# [Task brief]
Extract precisely the lines that run from the line containing "# test: point on every instance of the window blind" to the end of the records below, with both ends included and pictures omitted.

□ □ □ □ □

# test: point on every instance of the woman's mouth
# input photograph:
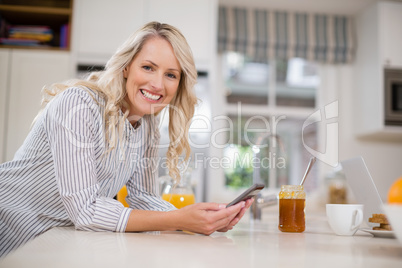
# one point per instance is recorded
(150, 96)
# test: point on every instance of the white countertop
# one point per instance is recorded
(248, 245)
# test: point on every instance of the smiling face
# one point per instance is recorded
(152, 78)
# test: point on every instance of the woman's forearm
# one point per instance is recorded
(145, 220)
(204, 218)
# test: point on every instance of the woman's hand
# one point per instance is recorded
(206, 218)
(238, 217)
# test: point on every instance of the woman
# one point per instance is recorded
(92, 137)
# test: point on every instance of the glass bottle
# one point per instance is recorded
(292, 201)
(180, 194)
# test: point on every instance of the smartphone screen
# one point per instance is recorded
(249, 193)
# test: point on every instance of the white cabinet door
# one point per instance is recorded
(100, 26)
(30, 71)
(390, 33)
(195, 19)
(4, 72)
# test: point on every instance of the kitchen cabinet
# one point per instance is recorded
(380, 42)
(193, 18)
(100, 26)
(49, 17)
(390, 21)
(28, 71)
(99, 31)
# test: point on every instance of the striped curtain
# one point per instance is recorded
(264, 34)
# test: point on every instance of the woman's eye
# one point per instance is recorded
(173, 76)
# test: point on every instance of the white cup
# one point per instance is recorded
(345, 219)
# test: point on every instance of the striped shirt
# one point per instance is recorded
(63, 174)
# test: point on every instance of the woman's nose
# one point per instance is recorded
(157, 82)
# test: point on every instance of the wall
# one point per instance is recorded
(383, 158)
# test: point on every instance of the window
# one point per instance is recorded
(271, 100)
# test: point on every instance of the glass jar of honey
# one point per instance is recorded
(292, 201)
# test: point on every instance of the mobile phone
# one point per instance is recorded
(249, 193)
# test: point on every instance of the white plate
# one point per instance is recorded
(378, 233)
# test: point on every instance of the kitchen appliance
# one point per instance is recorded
(393, 97)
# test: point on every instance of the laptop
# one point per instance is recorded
(362, 185)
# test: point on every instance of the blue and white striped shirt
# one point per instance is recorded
(63, 175)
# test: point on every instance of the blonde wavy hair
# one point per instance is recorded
(111, 85)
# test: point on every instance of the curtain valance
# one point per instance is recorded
(265, 34)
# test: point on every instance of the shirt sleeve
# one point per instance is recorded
(74, 127)
(143, 187)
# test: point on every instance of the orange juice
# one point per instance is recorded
(179, 200)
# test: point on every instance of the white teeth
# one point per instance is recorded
(150, 96)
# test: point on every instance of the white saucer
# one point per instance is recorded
(378, 233)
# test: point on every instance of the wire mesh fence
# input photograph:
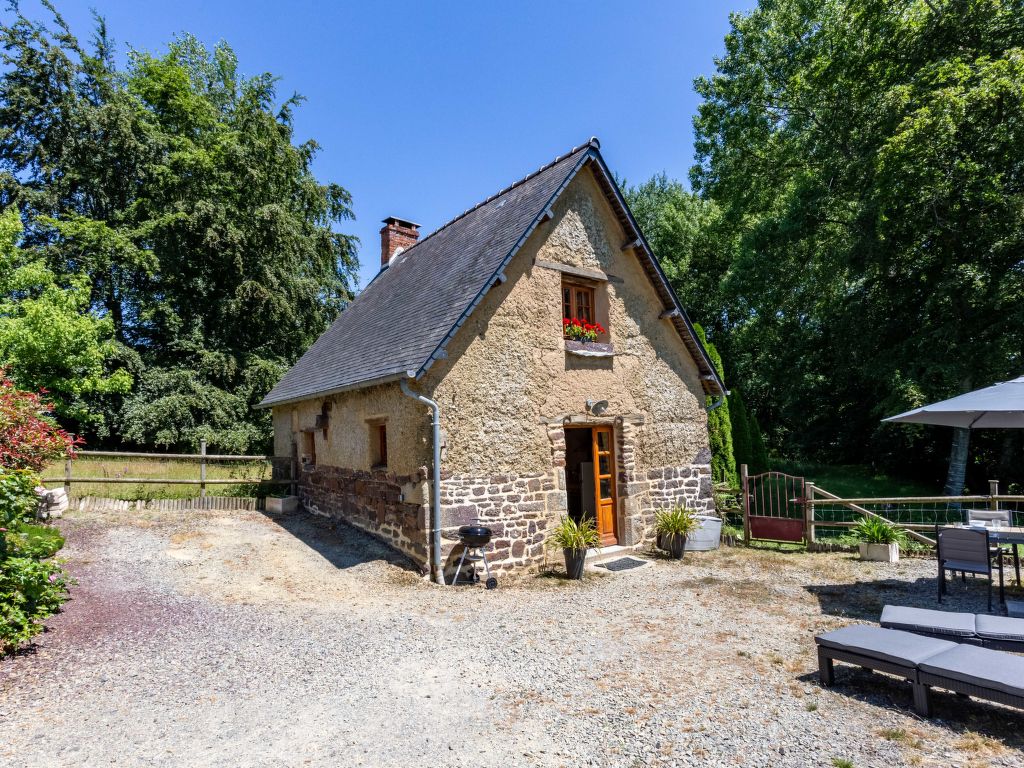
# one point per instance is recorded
(920, 515)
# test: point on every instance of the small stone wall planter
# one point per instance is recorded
(879, 552)
(283, 505)
(589, 348)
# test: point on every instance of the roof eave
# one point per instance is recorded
(499, 274)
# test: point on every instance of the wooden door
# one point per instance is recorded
(604, 484)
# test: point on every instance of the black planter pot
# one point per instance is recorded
(574, 560)
(674, 544)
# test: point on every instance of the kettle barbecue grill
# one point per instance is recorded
(473, 540)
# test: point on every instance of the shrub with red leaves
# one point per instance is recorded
(28, 438)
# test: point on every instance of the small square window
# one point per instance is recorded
(579, 304)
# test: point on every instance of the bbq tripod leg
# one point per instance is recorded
(465, 551)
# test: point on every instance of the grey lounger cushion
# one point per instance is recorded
(932, 622)
(966, 566)
(894, 646)
(999, 628)
(982, 667)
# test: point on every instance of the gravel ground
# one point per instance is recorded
(245, 640)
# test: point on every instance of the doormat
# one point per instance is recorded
(623, 563)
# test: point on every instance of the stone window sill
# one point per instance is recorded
(589, 348)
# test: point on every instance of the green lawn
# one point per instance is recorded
(854, 481)
(247, 473)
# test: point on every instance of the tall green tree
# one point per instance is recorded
(865, 158)
(175, 187)
(48, 338)
(723, 459)
(685, 232)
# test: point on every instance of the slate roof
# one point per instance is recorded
(401, 322)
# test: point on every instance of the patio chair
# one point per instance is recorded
(969, 551)
(988, 516)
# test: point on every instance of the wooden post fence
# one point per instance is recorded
(202, 469)
(743, 475)
(203, 459)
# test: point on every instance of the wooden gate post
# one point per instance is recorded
(744, 477)
(809, 513)
(202, 469)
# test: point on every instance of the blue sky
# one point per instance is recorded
(423, 109)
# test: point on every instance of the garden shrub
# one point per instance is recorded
(31, 590)
(32, 586)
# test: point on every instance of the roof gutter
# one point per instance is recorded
(437, 567)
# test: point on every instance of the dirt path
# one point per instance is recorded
(243, 640)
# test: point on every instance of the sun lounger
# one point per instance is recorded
(999, 633)
(925, 663)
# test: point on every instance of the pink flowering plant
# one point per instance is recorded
(582, 330)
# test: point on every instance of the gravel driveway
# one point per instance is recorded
(246, 640)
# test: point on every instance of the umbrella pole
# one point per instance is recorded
(957, 462)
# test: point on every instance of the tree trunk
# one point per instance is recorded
(957, 462)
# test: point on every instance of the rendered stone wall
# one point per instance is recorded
(347, 440)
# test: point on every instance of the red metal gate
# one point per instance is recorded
(773, 507)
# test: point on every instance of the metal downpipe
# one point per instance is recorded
(435, 483)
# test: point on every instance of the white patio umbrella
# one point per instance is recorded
(997, 407)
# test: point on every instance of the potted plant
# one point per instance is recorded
(673, 525)
(574, 539)
(879, 541)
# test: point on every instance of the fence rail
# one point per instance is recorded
(202, 459)
(778, 507)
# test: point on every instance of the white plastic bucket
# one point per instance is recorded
(707, 537)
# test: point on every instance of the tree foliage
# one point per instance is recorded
(48, 337)
(865, 162)
(171, 203)
(723, 459)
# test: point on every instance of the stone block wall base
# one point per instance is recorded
(380, 503)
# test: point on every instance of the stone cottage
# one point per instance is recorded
(449, 391)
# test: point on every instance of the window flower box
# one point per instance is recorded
(589, 348)
(582, 330)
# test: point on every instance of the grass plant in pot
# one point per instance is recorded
(879, 541)
(673, 525)
(574, 538)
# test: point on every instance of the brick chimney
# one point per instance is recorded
(396, 236)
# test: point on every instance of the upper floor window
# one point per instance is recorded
(378, 444)
(583, 311)
(578, 301)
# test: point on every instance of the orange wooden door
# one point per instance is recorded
(604, 484)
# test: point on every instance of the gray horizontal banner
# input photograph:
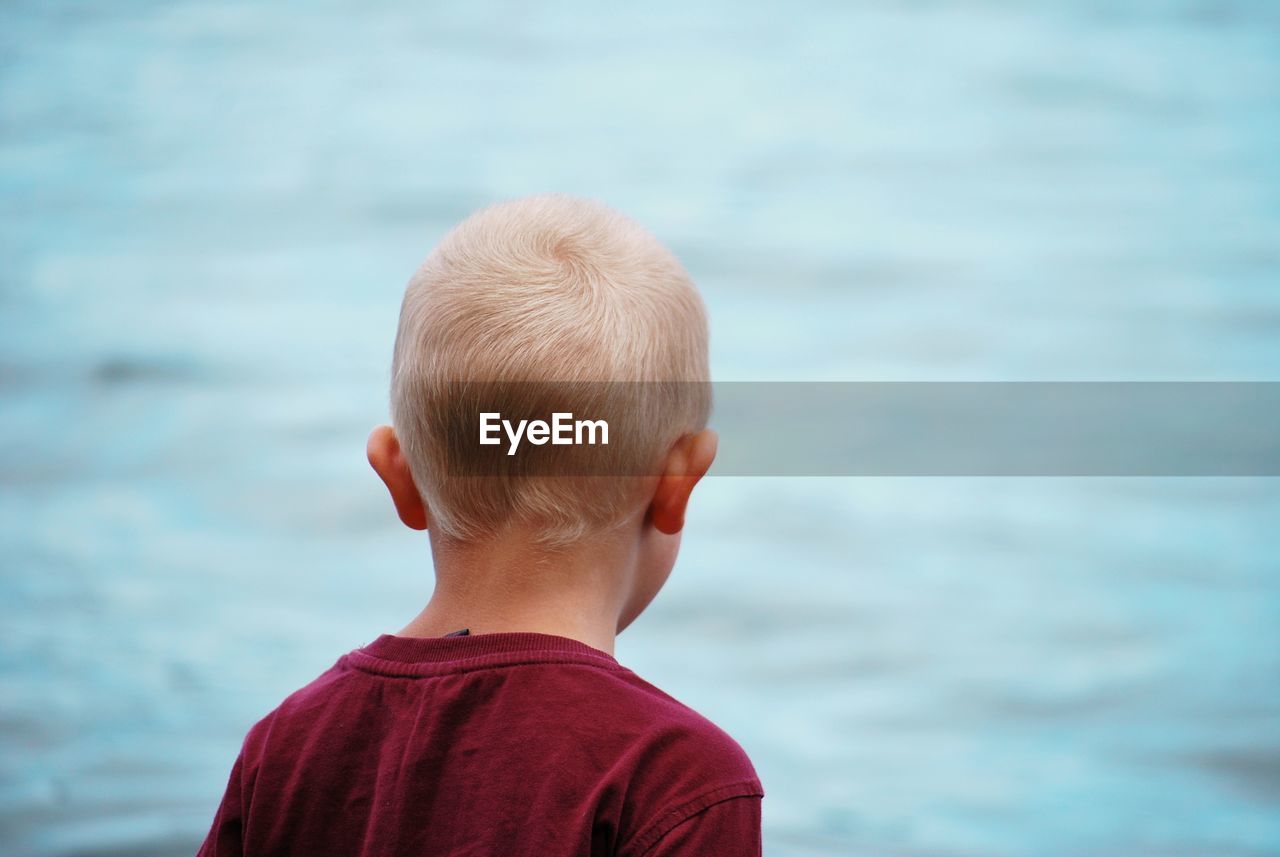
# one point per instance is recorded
(885, 429)
(999, 429)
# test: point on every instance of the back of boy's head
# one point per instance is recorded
(545, 289)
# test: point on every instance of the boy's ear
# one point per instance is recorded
(688, 462)
(388, 462)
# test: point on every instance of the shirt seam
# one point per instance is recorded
(666, 823)
(415, 669)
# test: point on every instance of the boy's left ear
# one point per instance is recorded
(388, 462)
(686, 463)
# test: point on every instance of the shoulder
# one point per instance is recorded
(688, 739)
(292, 714)
(682, 765)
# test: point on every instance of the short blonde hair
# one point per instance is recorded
(545, 289)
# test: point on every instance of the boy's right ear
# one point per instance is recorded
(388, 462)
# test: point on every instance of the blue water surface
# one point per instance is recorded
(210, 210)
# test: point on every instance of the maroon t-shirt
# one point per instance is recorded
(490, 745)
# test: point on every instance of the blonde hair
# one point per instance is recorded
(545, 289)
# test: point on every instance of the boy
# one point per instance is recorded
(498, 722)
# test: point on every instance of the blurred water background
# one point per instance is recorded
(209, 214)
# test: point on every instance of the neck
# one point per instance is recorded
(511, 583)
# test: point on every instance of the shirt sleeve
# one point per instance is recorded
(723, 823)
(225, 835)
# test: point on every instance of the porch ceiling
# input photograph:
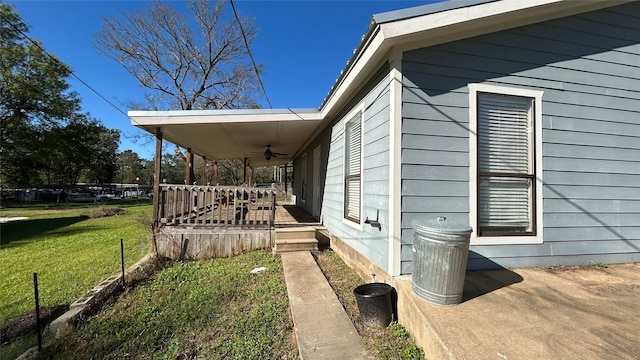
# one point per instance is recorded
(227, 134)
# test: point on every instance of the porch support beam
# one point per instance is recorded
(215, 173)
(204, 171)
(286, 191)
(189, 176)
(244, 172)
(156, 185)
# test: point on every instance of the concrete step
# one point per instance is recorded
(288, 245)
(298, 232)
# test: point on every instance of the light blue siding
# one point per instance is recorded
(374, 99)
(589, 69)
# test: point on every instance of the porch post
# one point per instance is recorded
(286, 191)
(156, 187)
(244, 172)
(204, 171)
(189, 177)
(215, 173)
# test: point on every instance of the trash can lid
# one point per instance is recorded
(442, 225)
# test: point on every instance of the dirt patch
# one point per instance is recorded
(27, 323)
(561, 268)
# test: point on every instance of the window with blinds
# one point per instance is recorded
(353, 152)
(506, 175)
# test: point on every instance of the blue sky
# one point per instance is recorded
(302, 44)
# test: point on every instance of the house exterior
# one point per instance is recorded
(518, 118)
(522, 123)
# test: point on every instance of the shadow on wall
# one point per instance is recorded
(481, 282)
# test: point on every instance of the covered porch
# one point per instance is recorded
(197, 220)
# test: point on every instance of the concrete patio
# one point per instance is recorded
(587, 312)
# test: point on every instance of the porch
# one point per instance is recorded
(203, 222)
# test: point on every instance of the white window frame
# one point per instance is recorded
(359, 110)
(536, 95)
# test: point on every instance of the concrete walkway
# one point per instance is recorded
(323, 329)
(568, 313)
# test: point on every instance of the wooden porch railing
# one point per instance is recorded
(216, 206)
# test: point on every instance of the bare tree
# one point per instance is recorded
(200, 62)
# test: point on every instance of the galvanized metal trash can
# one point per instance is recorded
(440, 252)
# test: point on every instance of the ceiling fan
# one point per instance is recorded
(268, 154)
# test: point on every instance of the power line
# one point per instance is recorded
(246, 44)
(73, 74)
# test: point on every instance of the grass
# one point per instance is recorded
(393, 342)
(72, 248)
(213, 309)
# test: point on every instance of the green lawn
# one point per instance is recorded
(69, 248)
(210, 309)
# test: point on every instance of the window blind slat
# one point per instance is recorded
(353, 164)
(505, 146)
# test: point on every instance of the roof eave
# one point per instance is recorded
(431, 28)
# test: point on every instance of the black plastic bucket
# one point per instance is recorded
(374, 304)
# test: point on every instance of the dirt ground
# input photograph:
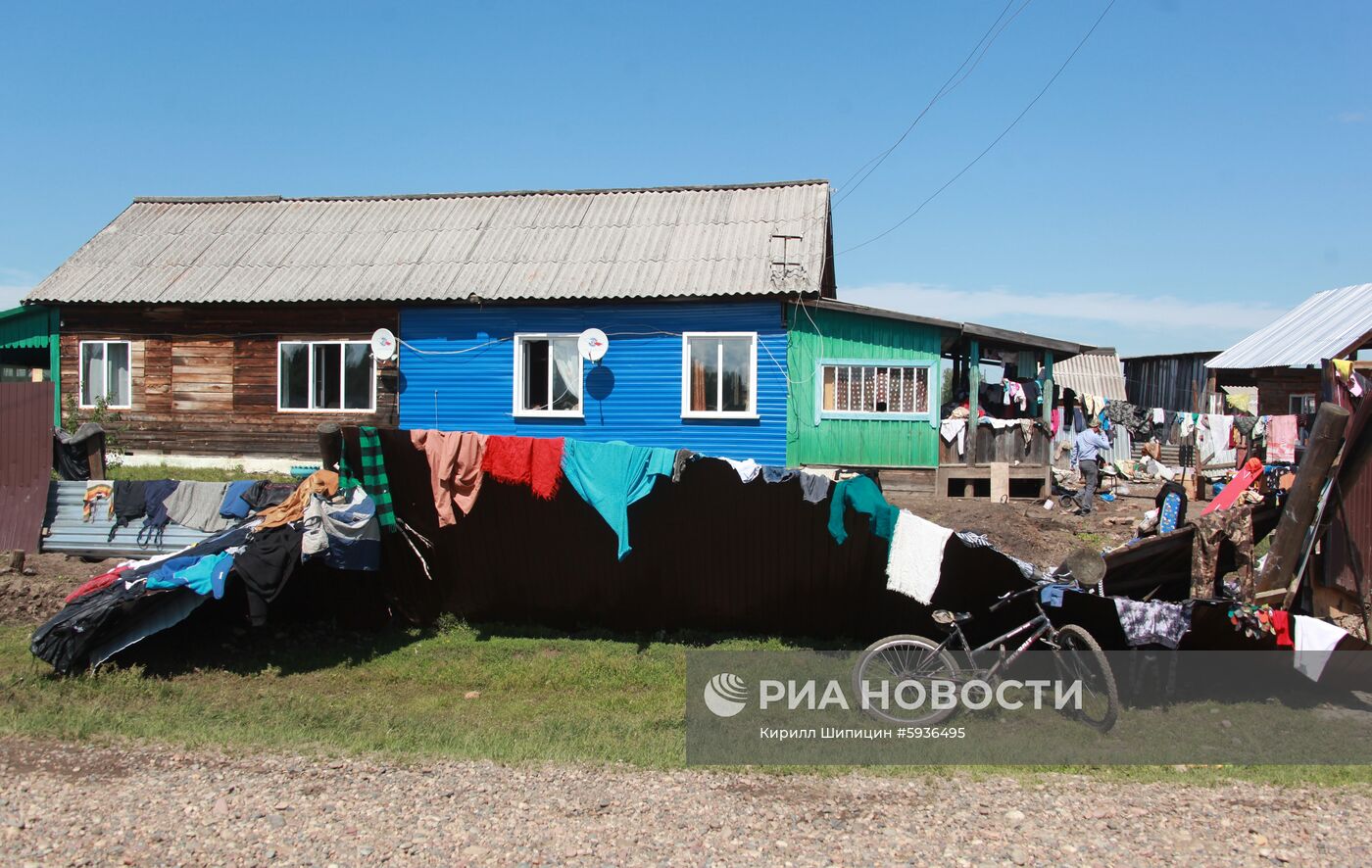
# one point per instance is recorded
(31, 600)
(1028, 531)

□ □ □ □ □

# [Result of this task]
# test: point on every instance of the window blind slat
# one point per instance is recorded
(353, 164)
(505, 146)
# test: point on every instance of the roof eave
# one point per instance is recorded
(431, 28)
# test: point on every instance of the black plastic bucket
# one point per instance is recorded
(374, 304)
# test: point on every instance of the dirt ground
# input photograph:
# one point per instance is recorded
(31, 600)
(1028, 531)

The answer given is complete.